The company is not forcing you…your boss, (an individual) is forcing you. He has his reasons. He has a belief, based on his upbringing, experience, genetics, about how to get things done. He is not there with a life mission to make you unhappy. He is paying you a salary, he is upgrading your skills, he is teaching you life lessons.
Messages come from all weird people in life. We need to be receptive enoughto receive these messages.
These are bad times. Demand for MBAs is less than supply so salaries are going south. All MBAs are not created equal, some are more equal than others – some MBAs will get better jobs by virtue of their work experience, their college reputation and the location of the college.
“I am a new joinee to my organisation and I have a great idea which can add to the bottom line as well as advertise me to the powers-that-be. However, I am not confident that my boss agrees with me. “
I first need to find out who are the influential people (every organisation has an informal org chart based on power and influence) and what makes them tick.
I need to find out a way to approach him/her in an informal setting. One of the ways to do this is to join a club in the organisation that has the secretaries / the receptionists as a member. Typically the CSR or the cultural clubs are my best bet. This allows me to find out more about my target – his moods, itinerary etc.
I need to have my 3 point pitch ready – how will the organisation benefit in money terms, how much will it cost and how long will it take. If I have not done my research, I am dead and the secretary will cut you dead subsequently.

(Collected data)
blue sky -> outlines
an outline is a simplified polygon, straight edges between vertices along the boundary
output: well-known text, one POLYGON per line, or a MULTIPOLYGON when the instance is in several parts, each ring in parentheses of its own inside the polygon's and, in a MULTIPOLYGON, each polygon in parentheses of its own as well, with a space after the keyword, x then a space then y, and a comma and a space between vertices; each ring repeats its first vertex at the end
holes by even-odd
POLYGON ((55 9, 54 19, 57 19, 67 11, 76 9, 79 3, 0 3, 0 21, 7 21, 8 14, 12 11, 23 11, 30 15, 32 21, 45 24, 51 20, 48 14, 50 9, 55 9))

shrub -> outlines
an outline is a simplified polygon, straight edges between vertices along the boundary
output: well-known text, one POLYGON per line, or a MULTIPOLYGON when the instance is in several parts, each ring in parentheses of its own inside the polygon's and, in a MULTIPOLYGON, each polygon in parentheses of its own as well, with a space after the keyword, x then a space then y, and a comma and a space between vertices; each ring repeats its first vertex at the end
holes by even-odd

==

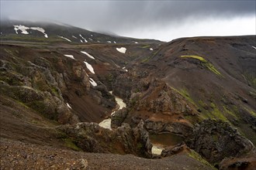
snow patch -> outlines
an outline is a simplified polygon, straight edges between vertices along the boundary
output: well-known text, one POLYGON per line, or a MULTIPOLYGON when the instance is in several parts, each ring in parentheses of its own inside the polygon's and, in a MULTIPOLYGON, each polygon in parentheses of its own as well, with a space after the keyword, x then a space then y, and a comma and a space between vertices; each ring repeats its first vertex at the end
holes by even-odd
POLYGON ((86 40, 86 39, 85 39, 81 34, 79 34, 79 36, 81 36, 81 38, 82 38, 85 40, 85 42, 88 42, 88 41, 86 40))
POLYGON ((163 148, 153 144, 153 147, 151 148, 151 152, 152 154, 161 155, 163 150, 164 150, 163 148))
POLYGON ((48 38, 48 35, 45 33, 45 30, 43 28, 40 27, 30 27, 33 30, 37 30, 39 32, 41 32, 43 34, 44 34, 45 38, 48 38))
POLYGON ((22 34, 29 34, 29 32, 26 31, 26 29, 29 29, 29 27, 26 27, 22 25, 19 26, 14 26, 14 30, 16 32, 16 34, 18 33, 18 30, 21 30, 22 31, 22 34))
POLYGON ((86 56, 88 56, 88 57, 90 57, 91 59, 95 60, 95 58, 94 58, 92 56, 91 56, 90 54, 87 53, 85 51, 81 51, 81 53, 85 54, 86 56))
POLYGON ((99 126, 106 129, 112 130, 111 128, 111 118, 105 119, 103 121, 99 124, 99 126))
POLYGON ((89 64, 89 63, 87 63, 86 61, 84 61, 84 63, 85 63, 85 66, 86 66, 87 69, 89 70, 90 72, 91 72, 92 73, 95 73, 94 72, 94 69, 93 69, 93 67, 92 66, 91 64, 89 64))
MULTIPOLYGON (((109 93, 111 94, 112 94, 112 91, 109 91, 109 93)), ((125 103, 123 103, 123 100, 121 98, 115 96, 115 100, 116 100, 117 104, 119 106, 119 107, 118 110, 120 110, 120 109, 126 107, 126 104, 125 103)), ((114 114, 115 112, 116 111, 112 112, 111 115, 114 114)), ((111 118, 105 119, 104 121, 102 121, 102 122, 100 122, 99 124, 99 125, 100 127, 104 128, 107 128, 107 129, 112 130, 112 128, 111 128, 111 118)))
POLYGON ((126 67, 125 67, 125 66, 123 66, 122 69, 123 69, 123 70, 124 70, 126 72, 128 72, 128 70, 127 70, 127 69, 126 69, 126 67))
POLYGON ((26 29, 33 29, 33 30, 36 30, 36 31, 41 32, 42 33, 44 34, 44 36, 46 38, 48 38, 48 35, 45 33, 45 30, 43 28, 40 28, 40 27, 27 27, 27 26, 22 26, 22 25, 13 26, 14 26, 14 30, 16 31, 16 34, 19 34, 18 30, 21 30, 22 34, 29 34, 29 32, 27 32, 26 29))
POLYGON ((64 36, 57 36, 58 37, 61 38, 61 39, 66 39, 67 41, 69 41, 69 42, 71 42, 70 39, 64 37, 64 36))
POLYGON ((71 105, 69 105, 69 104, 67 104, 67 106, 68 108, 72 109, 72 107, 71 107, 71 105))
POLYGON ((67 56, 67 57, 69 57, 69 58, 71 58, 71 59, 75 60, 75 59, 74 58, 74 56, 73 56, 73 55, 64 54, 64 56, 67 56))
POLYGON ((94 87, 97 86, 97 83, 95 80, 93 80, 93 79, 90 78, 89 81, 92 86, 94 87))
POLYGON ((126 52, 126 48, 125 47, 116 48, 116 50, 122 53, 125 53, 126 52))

- [Task list]:
(a) Answer these questions from the career advice passage.
(i) What three things does the passage say the boss is doing for you?
(ii) According to the passage, why are MBA salaries going south?
(iii) What three points should the pitch address?
(b) Extend the career advice passage by continuing on from its final sentence.
The items have no connection to the career advice passage.

- [Written responses]:
(a)
(i) He is paying you a salary, upgrading your skills and teaching you life lessons.
(ii) Demand for MBAs is less than supply.
(iii) How the organisation will benefit in money terms, how much it will cost and how long it will take.

(b)
Once I find an opportunity, I need to introduce myself, make my pitch (in one minute) and ask for an opportunity to give a more detailed 15 minute presentation. I will probably be asked to send him a presentation.
I need to create a brief presentation (3 slides: a. proposal and benefits – what and why; b. implementation and costs – who, when, where, how; c. next steps). The covering slide should have my boss’ name first and my name second.
I should now go to my boss and tell him that I accidentally met the influencer and had an informal chat and now have this opportunity and want his feedback. When my boss sees his name on the presentation, he will have no choice but to help.
I then make the presentation with my boss and defer to him all the way.
Step 3. If I have a go ahead, I need to implement the idea. However, this may take a lot of my time and may impact my immediate deliverables. I need my boss to agree to the change in appraisal KPIs.
There is a possibility that my boss will not like what I have done. There is also a possibility that the influencer may think that I am suited for my boss’ role but I may personally not be ready yet. I need to be ready for these eventualities and the consequences.